▼
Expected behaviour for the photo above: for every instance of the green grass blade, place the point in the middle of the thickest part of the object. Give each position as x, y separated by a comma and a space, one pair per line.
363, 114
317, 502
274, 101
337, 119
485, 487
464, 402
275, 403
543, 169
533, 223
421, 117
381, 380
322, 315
▲
Restate all of the entries exactly, please.

[Written response]
Expected behaviour for the photo above: for every instance of the green grass blade, place the point in the middle of the thickest part of the object. Give each position as x, y separated by a comma and a space, one pair per line.
363, 114
317, 502
274, 101
337, 119
485, 487
464, 402
275, 403
543, 169
533, 223
421, 117
381, 380
322, 315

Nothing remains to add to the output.